EXTRACTED MATERIAL.
# # # #

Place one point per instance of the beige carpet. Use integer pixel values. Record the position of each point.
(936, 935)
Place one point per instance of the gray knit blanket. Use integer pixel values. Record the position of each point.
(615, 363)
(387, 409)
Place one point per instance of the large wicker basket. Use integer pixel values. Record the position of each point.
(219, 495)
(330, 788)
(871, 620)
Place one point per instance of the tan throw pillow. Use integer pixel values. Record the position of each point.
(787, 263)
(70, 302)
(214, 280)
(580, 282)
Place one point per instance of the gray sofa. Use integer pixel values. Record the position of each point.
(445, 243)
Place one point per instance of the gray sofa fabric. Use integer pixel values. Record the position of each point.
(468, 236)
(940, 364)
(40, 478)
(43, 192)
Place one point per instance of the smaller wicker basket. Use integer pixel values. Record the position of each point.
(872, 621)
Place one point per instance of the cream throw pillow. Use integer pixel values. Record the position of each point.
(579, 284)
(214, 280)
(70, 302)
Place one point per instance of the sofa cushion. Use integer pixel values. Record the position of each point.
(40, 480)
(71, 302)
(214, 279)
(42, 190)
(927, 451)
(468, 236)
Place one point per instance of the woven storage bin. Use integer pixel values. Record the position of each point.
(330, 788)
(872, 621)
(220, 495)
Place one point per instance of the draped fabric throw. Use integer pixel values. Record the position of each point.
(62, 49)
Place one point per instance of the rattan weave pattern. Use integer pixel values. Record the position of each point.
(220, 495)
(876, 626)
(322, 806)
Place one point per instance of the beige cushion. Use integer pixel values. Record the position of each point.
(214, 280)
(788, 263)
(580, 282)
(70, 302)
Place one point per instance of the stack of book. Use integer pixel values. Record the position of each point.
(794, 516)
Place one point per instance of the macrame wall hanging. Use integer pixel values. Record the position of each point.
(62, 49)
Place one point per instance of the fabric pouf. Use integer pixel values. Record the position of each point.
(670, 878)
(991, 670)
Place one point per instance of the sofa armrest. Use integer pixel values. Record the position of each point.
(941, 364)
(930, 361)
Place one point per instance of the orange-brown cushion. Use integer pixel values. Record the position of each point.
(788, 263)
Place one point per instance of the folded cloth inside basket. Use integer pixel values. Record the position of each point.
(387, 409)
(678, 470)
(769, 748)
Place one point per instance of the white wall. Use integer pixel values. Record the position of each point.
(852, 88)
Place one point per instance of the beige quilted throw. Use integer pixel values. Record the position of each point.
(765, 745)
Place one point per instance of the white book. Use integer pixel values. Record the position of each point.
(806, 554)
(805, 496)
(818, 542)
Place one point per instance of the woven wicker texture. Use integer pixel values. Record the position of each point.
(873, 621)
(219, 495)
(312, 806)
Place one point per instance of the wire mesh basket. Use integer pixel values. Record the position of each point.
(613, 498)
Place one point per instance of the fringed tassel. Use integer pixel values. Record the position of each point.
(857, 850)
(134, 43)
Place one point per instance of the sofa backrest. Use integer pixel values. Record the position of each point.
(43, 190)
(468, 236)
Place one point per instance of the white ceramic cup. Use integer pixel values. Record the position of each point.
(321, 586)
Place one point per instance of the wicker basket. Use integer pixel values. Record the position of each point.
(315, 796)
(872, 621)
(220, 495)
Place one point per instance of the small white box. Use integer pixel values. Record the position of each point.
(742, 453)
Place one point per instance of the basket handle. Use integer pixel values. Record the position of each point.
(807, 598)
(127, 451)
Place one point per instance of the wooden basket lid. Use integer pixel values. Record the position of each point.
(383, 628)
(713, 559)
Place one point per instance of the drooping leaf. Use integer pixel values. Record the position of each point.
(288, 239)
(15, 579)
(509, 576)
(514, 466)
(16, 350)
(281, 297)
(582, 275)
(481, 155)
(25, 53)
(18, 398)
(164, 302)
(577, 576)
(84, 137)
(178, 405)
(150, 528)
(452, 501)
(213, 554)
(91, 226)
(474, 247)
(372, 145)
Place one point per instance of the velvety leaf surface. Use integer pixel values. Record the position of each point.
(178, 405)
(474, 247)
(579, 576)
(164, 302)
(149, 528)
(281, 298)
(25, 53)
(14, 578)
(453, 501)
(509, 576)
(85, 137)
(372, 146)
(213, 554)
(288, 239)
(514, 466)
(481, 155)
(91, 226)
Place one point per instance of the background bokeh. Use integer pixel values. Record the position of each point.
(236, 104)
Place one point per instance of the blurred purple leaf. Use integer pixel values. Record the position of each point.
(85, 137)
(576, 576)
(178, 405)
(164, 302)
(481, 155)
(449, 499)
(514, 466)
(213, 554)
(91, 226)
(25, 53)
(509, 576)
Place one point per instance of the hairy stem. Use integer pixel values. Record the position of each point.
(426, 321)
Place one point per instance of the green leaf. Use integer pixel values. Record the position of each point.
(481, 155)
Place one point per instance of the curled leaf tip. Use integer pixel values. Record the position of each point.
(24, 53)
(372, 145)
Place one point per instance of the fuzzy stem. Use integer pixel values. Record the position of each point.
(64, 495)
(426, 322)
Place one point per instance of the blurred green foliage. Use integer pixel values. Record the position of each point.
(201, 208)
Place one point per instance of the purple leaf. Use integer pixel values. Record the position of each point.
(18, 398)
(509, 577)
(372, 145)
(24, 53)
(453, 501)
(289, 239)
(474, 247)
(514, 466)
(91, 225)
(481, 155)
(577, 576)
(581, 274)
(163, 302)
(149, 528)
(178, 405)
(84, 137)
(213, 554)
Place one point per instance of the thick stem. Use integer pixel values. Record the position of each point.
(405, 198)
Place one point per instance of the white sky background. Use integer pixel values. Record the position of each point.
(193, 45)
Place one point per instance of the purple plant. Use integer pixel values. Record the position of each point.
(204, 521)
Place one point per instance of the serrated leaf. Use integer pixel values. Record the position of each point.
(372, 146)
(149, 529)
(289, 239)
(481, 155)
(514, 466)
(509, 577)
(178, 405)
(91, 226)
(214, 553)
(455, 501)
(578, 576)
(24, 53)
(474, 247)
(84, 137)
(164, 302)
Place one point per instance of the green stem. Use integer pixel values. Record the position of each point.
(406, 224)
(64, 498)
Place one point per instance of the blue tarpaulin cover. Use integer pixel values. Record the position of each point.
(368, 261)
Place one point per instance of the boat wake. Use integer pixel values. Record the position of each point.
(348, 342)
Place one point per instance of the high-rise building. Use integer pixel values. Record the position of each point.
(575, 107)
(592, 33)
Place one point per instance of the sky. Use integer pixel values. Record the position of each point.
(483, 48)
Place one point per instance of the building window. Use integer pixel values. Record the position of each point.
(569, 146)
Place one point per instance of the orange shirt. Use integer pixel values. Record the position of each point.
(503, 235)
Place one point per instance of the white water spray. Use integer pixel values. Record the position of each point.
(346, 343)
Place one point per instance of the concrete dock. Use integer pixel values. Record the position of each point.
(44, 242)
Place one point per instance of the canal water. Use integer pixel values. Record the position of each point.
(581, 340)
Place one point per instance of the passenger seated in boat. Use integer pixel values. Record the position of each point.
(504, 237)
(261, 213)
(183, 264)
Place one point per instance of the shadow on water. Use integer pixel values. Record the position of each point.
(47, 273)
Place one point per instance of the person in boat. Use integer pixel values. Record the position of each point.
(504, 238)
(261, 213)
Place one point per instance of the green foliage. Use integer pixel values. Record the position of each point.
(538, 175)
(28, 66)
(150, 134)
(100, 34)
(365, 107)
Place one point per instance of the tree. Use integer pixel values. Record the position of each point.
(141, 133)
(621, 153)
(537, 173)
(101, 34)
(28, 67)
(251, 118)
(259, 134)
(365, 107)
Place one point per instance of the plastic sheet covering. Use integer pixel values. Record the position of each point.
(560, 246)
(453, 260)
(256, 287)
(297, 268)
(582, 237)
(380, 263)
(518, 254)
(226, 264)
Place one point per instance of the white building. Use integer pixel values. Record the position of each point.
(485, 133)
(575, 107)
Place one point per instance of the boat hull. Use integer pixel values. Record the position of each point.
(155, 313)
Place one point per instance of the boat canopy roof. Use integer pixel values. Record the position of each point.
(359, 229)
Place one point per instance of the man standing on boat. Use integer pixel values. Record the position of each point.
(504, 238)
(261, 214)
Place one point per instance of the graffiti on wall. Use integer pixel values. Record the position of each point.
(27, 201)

# # # #

DESCRIPTION OF THE TASK.
Please output the line that contains "Place one point per instance of the shadow" and every line after it in the entries above, exactly, and nothing more.

WRITTEN RESPONSE.
Place one point per instance of the shadow on water. Use integer pixel values. Record the position of each point.
(47, 273)
Place one point per instance of the person in boat. Use integer pixel values. Record the position of each point.
(504, 238)
(261, 213)
Place one point per instance of the green foliage. Use integer pixel values. Record the position of each point.
(538, 175)
(28, 66)
(150, 134)
(100, 34)
(365, 107)
Place one point per instance of the tree. Use integer pixel values. Record the position of each point.
(141, 133)
(621, 153)
(537, 173)
(101, 34)
(28, 67)
(251, 118)
(259, 134)
(365, 107)
Place one point per instance of the plastic sheet covering. Use integer pixel values. Record the position of each point.
(560, 246)
(453, 260)
(256, 287)
(297, 268)
(582, 237)
(380, 263)
(518, 254)
(226, 264)
Place one point per instance of the white building. Use integer pixel values. Record the position of each point.
(485, 133)
(575, 107)
Place one point per instance of the boat hull. Use integer pixel values. Record the position of each point.
(155, 313)
Place one point per instance of the boat canopy roof. Use integer pixel values. Record the position of each point.
(359, 229)
Place one point per instance of the man standing on boat. Use integer pixel values. Record the position of each point.
(504, 238)
(261, 214)
Place one point per instance of the graffiti on wall. Use integer pixel values. Record the position of each point.
(27, 201)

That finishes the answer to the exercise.